──────── Passage ────────

Region of Central Asia is considered the sphere of influence of Russia, therefore it is expected for states to be on the side of Moscow and support in some way its military actions. However, the Russian invasion of Ukraine proves the exact opposite in some cases, where countries provided Ukraine with humanitarian aid.
Who provided humanitarian aid?
Kazakhstan and Uzbekistan officially provided Ukraine with dozens of tons of humanitarian aid. Other countries from the region: Turkmenistan, Tajikistan and Kyrgyzstan did not provide any official aid to either of the sides.
Kazakhstan reportedly sent to Ukraine two batches of humanitarian aid, both organized by the Ministry for Emergency Situations of the Republic of Kazakhstan. The first batch was dispatched on 14th and 15th March from Almaty to Katowice in Poland. The total amount of the first batch was around 28 tons of 17 types of medicines, such as antibiotics, anti-inflammatory, antitussive and antihypertensive drugs. The second batch was dispatched on March 28, again to Katowice. This time the amount of medicines and other material was smaller, but for Ukraine still vital.
Uzbekistan reportedly sent 34 tons of humanitarian aid to Ukraine. This dispatch was confirmed by the local head of Zakarpatska Oblast Viktor Mikita and Uzbek media. Aid arrived to the hub outside of Ukraine on April 8, most likely some Polish airport, and then was transferred to the country. Aid consisted of medicines, individual medical boxes, long-term food products and a total of more than 400,000 items in 21 variations. Exact details were not presented to the public.

──────── Record set ────────

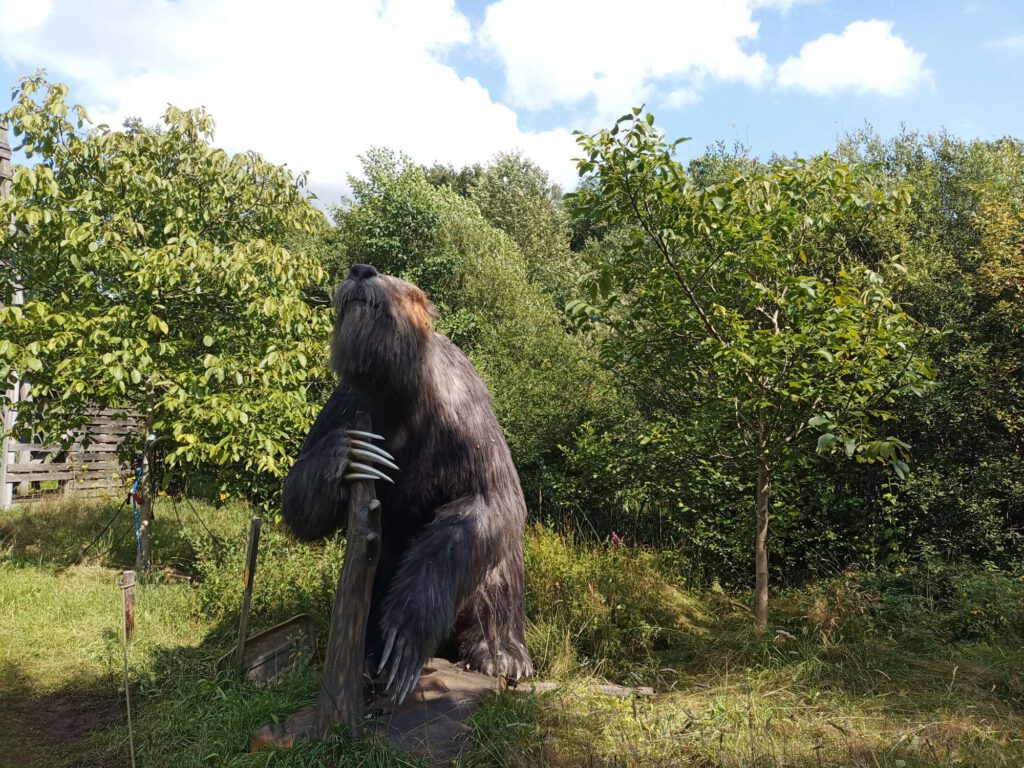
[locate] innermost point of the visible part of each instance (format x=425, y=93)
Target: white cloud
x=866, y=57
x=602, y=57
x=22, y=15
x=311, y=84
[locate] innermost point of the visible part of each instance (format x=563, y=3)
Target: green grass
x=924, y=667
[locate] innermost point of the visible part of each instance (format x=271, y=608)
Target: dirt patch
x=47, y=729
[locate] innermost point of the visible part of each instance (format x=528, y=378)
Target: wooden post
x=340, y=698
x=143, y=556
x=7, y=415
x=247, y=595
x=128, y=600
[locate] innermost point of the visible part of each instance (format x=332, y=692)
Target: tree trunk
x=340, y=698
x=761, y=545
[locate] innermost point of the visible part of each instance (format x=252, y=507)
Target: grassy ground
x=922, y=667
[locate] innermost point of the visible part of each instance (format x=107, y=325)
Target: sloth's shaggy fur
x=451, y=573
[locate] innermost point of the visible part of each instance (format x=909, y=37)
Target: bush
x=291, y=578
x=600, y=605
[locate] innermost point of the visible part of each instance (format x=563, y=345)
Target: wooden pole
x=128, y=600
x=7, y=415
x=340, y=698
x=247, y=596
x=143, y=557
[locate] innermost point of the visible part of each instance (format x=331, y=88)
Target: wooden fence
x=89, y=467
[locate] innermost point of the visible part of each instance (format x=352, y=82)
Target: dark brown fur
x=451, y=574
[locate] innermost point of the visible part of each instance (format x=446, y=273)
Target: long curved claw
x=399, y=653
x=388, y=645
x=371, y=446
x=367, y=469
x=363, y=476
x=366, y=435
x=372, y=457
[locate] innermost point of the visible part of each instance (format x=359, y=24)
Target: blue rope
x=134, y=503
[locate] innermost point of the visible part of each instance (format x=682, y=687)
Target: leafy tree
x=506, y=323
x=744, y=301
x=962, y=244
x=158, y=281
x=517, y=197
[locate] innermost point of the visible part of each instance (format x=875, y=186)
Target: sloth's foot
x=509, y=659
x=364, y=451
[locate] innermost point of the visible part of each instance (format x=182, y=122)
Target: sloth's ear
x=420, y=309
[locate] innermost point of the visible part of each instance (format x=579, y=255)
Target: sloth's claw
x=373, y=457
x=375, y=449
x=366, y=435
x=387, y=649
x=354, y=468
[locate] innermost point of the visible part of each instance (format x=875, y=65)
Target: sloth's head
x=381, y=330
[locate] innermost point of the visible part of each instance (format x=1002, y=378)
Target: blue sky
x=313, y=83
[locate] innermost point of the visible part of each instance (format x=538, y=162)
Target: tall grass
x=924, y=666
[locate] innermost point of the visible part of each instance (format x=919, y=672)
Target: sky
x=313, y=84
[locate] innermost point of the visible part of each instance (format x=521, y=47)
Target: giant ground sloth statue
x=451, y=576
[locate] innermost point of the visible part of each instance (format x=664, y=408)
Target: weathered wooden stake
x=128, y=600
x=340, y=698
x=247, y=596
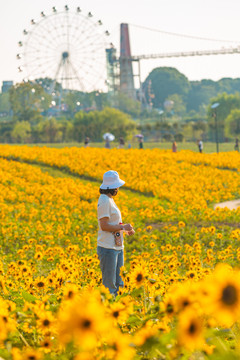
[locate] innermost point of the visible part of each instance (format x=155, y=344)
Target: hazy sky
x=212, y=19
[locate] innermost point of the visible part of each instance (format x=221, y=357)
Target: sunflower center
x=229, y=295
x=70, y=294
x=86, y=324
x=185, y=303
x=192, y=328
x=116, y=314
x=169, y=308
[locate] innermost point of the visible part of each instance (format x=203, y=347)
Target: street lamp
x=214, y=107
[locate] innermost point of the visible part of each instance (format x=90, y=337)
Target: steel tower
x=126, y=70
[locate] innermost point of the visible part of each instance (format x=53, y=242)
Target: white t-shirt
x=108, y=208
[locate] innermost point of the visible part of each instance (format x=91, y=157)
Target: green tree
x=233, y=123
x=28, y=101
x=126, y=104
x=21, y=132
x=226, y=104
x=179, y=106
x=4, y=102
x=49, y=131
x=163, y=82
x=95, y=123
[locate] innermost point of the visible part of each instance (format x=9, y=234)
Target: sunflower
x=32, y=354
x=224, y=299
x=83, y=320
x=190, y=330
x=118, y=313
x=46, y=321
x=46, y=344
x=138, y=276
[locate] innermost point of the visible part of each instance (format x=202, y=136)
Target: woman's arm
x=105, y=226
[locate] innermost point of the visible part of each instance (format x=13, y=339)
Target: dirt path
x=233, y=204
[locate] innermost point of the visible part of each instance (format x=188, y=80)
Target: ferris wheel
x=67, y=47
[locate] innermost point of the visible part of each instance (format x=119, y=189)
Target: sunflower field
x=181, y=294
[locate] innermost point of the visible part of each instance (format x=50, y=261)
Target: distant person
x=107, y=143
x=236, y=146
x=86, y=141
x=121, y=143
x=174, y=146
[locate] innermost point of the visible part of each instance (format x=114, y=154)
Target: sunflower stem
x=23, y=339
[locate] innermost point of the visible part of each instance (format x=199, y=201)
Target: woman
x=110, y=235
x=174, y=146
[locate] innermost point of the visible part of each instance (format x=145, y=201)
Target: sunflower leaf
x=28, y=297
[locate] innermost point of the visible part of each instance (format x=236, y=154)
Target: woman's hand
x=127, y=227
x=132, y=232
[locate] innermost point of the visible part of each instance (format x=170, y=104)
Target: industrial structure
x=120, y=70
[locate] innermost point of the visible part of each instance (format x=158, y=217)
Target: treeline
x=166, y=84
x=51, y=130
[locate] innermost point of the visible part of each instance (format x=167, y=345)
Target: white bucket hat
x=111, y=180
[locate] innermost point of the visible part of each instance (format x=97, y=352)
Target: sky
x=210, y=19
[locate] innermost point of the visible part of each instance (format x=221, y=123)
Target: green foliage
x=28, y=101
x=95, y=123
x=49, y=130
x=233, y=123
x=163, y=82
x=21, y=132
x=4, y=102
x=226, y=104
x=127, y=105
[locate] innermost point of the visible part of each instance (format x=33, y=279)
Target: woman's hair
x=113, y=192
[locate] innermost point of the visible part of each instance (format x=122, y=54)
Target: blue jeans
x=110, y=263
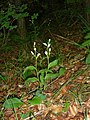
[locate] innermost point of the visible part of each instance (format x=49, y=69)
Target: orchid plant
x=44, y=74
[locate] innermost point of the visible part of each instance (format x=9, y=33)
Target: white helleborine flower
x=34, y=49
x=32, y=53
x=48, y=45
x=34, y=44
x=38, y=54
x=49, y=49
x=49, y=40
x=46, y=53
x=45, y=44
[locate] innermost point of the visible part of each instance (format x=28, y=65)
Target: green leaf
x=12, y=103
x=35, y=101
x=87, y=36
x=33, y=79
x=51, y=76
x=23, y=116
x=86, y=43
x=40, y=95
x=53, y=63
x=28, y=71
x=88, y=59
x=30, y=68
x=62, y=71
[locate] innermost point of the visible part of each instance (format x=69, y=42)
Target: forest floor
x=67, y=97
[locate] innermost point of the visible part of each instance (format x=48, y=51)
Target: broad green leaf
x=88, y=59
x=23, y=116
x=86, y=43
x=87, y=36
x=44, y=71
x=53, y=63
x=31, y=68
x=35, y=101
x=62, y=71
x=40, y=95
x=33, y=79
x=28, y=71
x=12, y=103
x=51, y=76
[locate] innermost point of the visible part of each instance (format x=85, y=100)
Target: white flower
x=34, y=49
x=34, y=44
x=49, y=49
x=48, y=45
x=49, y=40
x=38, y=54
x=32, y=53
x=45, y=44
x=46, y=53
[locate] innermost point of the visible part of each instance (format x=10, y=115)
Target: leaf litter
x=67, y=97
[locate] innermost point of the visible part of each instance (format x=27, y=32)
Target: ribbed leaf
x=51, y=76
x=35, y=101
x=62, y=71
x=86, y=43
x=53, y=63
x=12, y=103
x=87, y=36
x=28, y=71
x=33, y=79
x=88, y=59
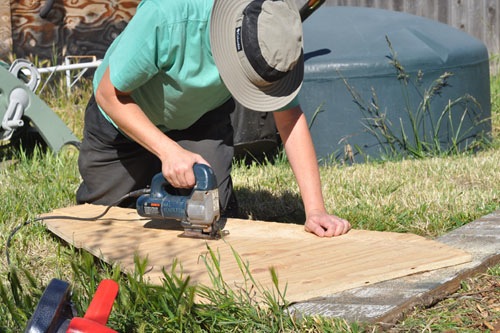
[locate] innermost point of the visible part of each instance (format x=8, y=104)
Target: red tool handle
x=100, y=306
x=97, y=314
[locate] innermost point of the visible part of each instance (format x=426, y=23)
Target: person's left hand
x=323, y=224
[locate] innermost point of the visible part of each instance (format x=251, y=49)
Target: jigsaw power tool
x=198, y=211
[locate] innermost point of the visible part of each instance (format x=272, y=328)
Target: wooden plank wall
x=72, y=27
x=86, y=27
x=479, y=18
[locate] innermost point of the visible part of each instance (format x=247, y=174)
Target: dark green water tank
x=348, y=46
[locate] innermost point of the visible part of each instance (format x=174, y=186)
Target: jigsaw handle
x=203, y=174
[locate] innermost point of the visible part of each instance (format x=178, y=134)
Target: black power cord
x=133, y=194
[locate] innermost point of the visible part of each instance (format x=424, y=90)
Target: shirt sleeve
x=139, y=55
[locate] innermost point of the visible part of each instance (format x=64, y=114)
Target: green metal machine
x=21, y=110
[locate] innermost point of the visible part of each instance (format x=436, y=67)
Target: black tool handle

────────

What to do:
**A.** Print the passage on humanitarian aid to Ukraine from "Kazakhstan and Uzbekistan" to "Ukraine still vital.".
**B.** Translate this sentence from the passage on humanitarian aid to Ukraine into Spanish: "Uzbekistan reportedly sent 34 tons of humanitarian aid to Ukraine."
**C.** Answer yes or no to whether each statement agrees with the passage on humanitarian aid to Ukraine, and quote the words of the passage that decide it: (i) Tajikistan provided official aid to Ukraine. (ii) Kazakhstan's first batch of aid was sent from Almaty to Katowice. (iii) Uzbekistan's aid totaled more than 400,000 items.

Results for the exercise:
**A.**
Kazakhstan and Uzbekistan officially provided Ukraine with dozens of tons of humanitarian aid. Other countries from the region: Turkmenistan, Tajikistan and Kyrgyzstan did not provide any official aid to either of the sides.
Kazakhstan reportedly sent to Ukraine two batches of humanitarian aid, both organized by the Ministry for Emergency Situations of the Republic of Kazakhstan. The first batch was dispatched on 14th and 15th March from Almaty to Katowice in Poland. The total amount of the first batch was around 28 tons of 17 types of medicines, such as antibiotics, anti-inflammatory, antitussive and antihypertensive drugs. The second batch was dispatched on March 28, again to Katowice. This time the amount of medicines and other material was smaller, but for Ukraine still vital.

**B.** Según los informes, Uzbekistán envió 34 toneladas de ayuda humanitaria a Ucrania.

**C.**
(i) No: "Other countries from the region: Turkmenistan, Tajikistan and Kyrgyzstan did not provide any official aid to either of the sides."
(ii) Yes: "The first batch was dispatched on 14th and 15th March from Almaty to Katowice in Poland."
(iii) Yes: "a total of more than 400,000 items in 21 variations"